Или вот как такое стерпеть без смеха? Цитируем:
«Глава военной миссии Франции в Петрограде генерал Жанев позже простодушно рассказывал, что ему докладывали об английских агентах, которые платили солдатам запасного Павловского полка на Миллионной улице по 25 рублей, чтобы они выходили из казарм и не подчинялись своим офицерам».
Прочитал я о простодушном французском генерале и стал ломать голову — почему не помню такого? Вроде никакого генерала по фамилии ЖАНЕВ на территории России никогда не было. Был Морис ЖАНЕН, имевший прозвище «генерал без чести»… Но всё выяснилось с помощью того же Юрия Козенкова, это у него в книге была опечатка в фамилии француза и такой текст:
«Главе военной миссии Франции в Петрограде генералу Жаневу докладывали, что известные по именам английские агенты, которыми в то время кишел Петроград, платили запасным Павловского полка на Миллионной улице по 25 рублей, чтобы они выходили из казарм и не подчинялись своим офицерам».
Теперь понятно, откуда г-н Стариков берет сведения, даже опечатки в фамилиях не замечает. Но на его месте свидетельствами «генерала без чести», которому как-то на вокзале вручили символические 30 сребреников, (по крайней мере, о таком случае есть упоминания), я бы поостерегся пользоваться. Опечатку в последующих изданиях автора исправили, но «слово — не воробей…», особенно печатное.
Как-то у меня больше доверия к начальнику Петроградского охранного отделения К. И. Глобачеву, все-таки заговоры были в его прямой компетенции. А он об участии иностранных разведок высказался в своих воспоминаниях вполне конкретно. Сначала о германском следе:
«Теперь, когда прошло много уже времени после Февральской революции 1917 г., многие задают вопрос: правда ли, что Германия принимала участие в ее подготовке. Я положительно утверждаю, что Германия никакого участия ни в перевороте, ни в подготовке его не принимала. Для Германии русская революция явилась неожиданным счастливым сюрпризом.
Единственно, в чем выражалась работа правительств центральных держав в этом направлении, — это в содействии нашим революционерам-эмигрантам в пропаганде русских пленных в концентрационных лагерях у себя в Германии и Австрии и в покровительстве русскому зарубежному пораженческому движению, начатому в 1915 г. главарями социалистических партий. Но эта работа принесла свои плоды лишь уже после Февральского переворота, когда с соизволения Временного правительства вся эта стая воронов — наших эмигрантов — хлынула в Россию через широко открытые границы нейтральных держав. Вполне естественно, что вместе с ними Россию вновь заволокла целая сеть германского шпионажа».
Абсолютно однозначное высказывание, не допускающее никакой возможности иначе истолковать его. И о союзниках:
«Что касается участия в подготовке русской революции союзными державами, то я это тоже положительно отрицаю. Говорят, будто бы Англия помогала нашему революционному центру в государственном перевороте при посредстве своего посла сэра Дж. Бьюкенена. Я утверждаю, что за все время войны ни Бьюкенен и никто из английских подданных никакого активного участия ни в нашем революционном движении, ни в самом перевороте не принимали. Возможно, что Бьюкенен и другие англичане лично сочувствовали революционному настроению в России, полагая, что народная армия, созданная революцией, будет более патриотична и поможет скорее сокрушить центральные державы, — но не более того. Такой взгляд в русском обществе создался исключительно благодаря личным близким отношениям английского посла с Сазоновым, большим англофилом и сторонником прогрессивного блока, а также некоторыми другими главарями революционного настроения, как Милюков, Гучков и пр.

**Задание**
Повторите дословно часть отрывка выше о Февральской революции, начиная со слов «Как-то у меня» и далее до слов «неожиданным счастливым сюрпризом.» включительно.

**Выборка данных**
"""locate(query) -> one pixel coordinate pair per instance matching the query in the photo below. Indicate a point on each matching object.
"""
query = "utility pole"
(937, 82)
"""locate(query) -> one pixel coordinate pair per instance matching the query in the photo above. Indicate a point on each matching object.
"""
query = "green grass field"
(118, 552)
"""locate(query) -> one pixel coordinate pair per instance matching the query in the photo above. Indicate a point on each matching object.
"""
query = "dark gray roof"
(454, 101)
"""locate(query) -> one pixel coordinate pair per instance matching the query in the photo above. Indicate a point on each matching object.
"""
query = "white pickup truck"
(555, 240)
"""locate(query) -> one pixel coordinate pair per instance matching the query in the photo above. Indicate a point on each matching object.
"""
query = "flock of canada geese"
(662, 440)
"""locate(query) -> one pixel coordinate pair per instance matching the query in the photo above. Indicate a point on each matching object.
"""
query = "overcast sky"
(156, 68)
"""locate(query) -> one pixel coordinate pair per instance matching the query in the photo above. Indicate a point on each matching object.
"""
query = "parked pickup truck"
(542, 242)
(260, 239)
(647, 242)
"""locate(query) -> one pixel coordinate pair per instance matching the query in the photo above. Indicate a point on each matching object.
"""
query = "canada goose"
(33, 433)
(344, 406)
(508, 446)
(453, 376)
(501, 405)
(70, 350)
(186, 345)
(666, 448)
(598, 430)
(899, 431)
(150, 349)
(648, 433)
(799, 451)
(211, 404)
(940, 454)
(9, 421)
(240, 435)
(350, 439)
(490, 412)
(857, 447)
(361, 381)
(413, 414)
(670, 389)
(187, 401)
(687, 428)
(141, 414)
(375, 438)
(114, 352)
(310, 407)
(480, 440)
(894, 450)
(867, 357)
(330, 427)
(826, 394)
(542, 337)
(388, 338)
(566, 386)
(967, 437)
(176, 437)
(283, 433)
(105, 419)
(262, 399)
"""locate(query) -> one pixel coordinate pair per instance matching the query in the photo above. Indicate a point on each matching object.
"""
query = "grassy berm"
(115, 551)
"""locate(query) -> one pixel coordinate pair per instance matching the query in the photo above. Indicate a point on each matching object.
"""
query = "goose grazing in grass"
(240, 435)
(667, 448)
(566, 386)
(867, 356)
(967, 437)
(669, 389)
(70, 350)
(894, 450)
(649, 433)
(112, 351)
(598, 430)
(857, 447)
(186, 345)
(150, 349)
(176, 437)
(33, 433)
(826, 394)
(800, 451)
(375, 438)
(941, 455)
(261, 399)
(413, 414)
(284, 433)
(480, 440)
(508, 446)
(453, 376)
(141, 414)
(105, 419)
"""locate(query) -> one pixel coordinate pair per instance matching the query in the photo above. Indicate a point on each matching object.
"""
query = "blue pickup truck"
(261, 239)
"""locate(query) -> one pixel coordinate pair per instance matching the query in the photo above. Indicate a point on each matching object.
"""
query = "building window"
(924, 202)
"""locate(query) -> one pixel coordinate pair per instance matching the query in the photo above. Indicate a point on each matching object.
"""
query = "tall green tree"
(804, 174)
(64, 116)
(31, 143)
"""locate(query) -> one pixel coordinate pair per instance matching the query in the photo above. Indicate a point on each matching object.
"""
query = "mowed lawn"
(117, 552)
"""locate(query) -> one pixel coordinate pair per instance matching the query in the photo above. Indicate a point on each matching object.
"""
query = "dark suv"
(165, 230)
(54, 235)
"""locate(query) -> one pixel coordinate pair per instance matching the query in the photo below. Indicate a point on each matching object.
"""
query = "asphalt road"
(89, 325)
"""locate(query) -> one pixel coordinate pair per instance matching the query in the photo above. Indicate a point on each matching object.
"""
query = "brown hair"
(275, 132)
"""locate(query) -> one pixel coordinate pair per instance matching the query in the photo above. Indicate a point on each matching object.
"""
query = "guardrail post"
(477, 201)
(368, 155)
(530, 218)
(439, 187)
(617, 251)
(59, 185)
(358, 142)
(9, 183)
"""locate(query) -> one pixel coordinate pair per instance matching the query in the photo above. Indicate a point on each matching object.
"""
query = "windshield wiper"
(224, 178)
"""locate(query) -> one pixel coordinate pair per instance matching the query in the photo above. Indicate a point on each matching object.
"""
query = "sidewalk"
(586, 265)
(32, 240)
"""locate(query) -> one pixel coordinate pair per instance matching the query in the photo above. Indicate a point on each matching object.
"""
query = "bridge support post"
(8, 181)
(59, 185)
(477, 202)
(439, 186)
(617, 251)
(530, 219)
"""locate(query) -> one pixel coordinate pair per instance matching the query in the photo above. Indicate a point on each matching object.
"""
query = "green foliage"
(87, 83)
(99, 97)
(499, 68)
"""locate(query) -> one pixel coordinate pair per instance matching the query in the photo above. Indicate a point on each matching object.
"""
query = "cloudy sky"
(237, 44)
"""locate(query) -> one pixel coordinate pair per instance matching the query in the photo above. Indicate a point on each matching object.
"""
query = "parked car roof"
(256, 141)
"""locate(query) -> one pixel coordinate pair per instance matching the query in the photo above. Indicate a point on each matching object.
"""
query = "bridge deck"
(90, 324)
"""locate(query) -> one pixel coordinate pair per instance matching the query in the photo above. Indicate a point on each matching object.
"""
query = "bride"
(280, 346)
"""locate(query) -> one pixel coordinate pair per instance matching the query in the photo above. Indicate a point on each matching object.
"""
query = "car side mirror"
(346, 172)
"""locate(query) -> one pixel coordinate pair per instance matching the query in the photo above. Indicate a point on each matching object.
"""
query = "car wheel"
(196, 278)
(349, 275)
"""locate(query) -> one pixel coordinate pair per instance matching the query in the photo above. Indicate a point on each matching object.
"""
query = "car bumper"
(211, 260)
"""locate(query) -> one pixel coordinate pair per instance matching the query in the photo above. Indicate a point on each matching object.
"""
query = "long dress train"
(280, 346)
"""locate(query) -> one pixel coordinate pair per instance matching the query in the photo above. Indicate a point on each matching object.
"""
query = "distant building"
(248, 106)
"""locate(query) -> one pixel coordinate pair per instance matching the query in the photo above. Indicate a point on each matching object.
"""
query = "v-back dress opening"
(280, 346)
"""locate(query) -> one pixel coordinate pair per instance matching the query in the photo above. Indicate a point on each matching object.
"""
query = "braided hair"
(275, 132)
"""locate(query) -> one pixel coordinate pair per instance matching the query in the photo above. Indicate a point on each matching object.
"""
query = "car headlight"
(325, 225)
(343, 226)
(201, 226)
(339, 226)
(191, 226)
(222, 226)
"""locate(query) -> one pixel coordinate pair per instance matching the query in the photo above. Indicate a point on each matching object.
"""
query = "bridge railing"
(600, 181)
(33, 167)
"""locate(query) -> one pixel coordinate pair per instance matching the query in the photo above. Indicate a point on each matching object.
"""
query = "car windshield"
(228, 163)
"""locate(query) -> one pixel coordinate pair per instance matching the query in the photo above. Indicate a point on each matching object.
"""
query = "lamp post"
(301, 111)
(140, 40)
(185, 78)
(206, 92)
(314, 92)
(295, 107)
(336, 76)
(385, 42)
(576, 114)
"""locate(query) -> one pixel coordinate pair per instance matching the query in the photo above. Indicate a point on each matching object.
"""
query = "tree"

**Ответ**
Как-то у меня больше доверия к начальнику Петроградского охранного отделения К. И. Глобачеву, все-таки заговоры были в его прямой компетенции. А он об участии иностранных разведок высказался в своих воспоминаниях вполне конкретно. Сначала о германском следе:
«Теперь, когда прошло много уже времени после Февральской революции 1917 г., многие задают вопрос: правда ли, что Германия принимала участие в ее подготовке. Я положительно утверждаю, что Германия никакого участия ни в перевороте, ни в подготовке его не принимала. Для Германии русская революция явилась неожиданным счастливым сюрпризом.